## Task statement
Repeat only the lines from the one holding "In each polygon" down to the last line of the listing below, including both of those lines.

## Records for this task
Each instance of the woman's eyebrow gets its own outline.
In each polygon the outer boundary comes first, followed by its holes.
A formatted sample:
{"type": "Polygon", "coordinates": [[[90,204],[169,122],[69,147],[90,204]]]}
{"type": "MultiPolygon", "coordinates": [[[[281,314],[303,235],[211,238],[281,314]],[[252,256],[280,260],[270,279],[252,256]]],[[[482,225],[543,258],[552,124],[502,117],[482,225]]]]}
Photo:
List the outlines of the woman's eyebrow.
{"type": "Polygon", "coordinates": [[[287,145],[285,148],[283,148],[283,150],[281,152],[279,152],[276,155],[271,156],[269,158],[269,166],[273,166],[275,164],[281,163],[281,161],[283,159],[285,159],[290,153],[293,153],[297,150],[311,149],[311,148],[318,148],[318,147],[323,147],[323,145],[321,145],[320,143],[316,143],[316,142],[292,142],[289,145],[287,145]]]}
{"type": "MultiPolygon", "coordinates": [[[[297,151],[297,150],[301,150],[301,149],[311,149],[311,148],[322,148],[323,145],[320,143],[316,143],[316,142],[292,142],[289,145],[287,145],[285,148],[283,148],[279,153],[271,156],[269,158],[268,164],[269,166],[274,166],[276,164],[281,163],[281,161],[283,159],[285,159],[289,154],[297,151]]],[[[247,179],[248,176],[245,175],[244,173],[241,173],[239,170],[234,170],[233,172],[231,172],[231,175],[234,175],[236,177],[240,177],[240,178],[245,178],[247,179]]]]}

## Exercise solution
In each polygon the outer boundary comes first, followed by its holes.
A formatted sample:
{"type": "Polygon", "coordinates": [[[90,204],[169,122],[69,147],[90,204]]]}
{"type": "MultiPolygon", "coordinates": [[[[281,314],[303,235],[211,238],[281,314]],[[252,256],[280,260],[270,279],[252,256]]],[[[482,225],[543,258],[552,124],[502,117],[482,225]]]]}
Photo:
List the outlines of the woman's eyebrow.
{"type": "Polygon", "coordinates": [[[287,145],[285,148],[283,148],[283,150],[281,152],[279,152],[276,155],[271,156],[269,158],[269,166],[273,166],[275,164],[281,163],[281,161],[283,159],[285,159],[290,153],[293,153],[297,150],[311,149],[311,148],[318,148],[318,147],[323,147],[323,145],[321,145],[320,143],[316,143],[316,142],[292,142],[289,145],[287,145]]]}
{"type": "MultiPolygon", "coordinates": [[[[297,151],[297,150],[301,150],[301,149],[311,149],[311,148],[322,148],[323,145],[320,143],[316,143],[316,142],[292,142],[289,145],[287,145],[285,148],[283,148],[279,153],[271,156],[269,158],[268,164],[269,166],[274,166],[276,164],[281,163],[281,161],[283,159],[285,159],[289,154],[297,151]]],[[[247,179],[248,176],[245,175],[244,173],[241,173],[239,170],[234,170],[233,172],[231,172],[231,175],[234,175],[236,177],[240,177],[240,178],[245,178],[247,179]]]]}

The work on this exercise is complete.